Rewrite each of the lines below with "photograph" changed to "image" and nothing else altered. Omit the pictures.

----- Task input

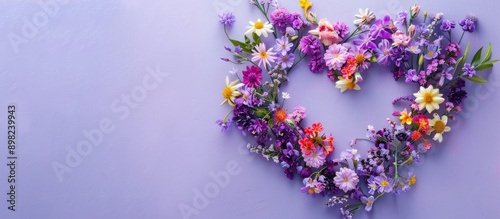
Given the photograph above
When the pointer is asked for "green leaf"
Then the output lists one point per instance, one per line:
(487, 55)
(477, 57)
(477, 79)
(256, 38)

----------

> **Solution to this exercise**:
Given the image above
When the pointer is asked for "green leaf"
Then the output lists one point per instance, one per line:
(487, 55)
(477, 57)
(477, 79)
(256, 38)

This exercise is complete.